PAGE EXCERPT:
Bioacoustic monitoring relies on a recording device which is usually left in the field to record for several days, weeks, months or even years. The devices are basically microphones that record everything they hear either continuously or in a regular pattern. Then the data from the devices can be analysed by ecologists in a lab or office in their own time. This means that bioacoustic data doesn’t have to be collected manually like traditional monitoring techniques for biodiversity (e.g. plant or bird surveys) – a huge advantage over regular sampling techniques.

Identifying species

We can use bioacoustic data to identify species by listening to the recordings from devices deployed in the field. If we hear an individual species, we can use that data to get information on the presence of that species at a particular time and place. Using software anyone can download on a standard computer, we can also look at the ‘waveform’ of a recording and try to identify specific characteristic sounds based on the patterns in the sound structure of the recording.

Some species can be easier to detect than others (see this previous post about my difficulties with Corvus macrorhynchos), and it’s down to us to decide whether this is due to error with the recordings or analysis, or whether it’s a true pattern of species abundance; some species are more common than others and/or vocalise more often and so will be easier to hear on recordings than quiet or rare species.

DIRECTIONS:
Reproduce the entire bioacoustic monitoring text word for word. These items come from a source separate from the bioacoustic monitoring text.

Position identification items
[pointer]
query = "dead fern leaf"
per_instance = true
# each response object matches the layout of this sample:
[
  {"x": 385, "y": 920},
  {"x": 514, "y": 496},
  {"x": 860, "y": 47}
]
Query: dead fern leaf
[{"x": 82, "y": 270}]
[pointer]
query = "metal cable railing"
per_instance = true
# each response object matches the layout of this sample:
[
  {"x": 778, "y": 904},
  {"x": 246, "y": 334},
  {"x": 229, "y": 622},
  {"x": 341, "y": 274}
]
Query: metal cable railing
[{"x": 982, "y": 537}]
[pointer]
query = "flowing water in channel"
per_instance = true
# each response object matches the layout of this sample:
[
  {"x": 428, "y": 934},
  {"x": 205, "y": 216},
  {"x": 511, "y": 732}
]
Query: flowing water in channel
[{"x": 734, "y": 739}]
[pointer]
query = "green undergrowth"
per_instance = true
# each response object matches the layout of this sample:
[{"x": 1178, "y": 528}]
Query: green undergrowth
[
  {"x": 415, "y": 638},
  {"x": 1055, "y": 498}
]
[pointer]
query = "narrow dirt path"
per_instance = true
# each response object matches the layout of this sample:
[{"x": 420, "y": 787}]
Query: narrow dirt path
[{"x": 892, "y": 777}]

RIGHT ANSWER:
Bioacoustic monitoring relies on a recording device which is usually left in the field to record for several days, weeks, months or even years. The devices are basically microphones that record everything they hear either continuously or in a regular pattern. Then the data from the devices can be analysed by ecologists in a lab or office in their own time. This means that bioacoustic data doesn’t have to be collected manually like traditional monitoring techniques for biodiversity (e.g. plant or bird surveys) – a huge advantage over regular sampling techniques.

Identifying species

We can use bioacoustic data to identify species by listening to the recordings from devices deployed in the field. If we hear an individual species, we can use that data to get information on the presence of that species at a particular time and place. Using software anyone can download on a standard computer, we can also look at the ‘waveform’ of a recording and try to identify specific characteristic sounds based on the patterns in the sound structure of the recording.

Some species can be easier to detect than others (see this previous post about my difficulties with Corvus macrorhynchos), and it’s down to us to decide whether this is due to error with the recordings or analysis, or whether it’s a true pattern of species abundance; some species are more common than others and/or vocalise more often and so will be easier to hear on recordings than quiet or rare species.